=== Information shown ===

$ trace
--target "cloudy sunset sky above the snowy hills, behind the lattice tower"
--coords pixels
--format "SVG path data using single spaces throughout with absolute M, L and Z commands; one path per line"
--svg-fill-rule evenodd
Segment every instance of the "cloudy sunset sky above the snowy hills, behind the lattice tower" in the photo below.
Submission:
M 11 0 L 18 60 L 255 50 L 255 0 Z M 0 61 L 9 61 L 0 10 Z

===

■ **What is needed**: As you read the records above, find each line that contains "sunset" and copy it.

■ **Answer section**:
--target "cloudy sunset sky above the snowy hills, behind the lattice tower"
Segment every instance of the "cloudy sunset sky above the snowy hills, behind the lattice tower" in the photo below.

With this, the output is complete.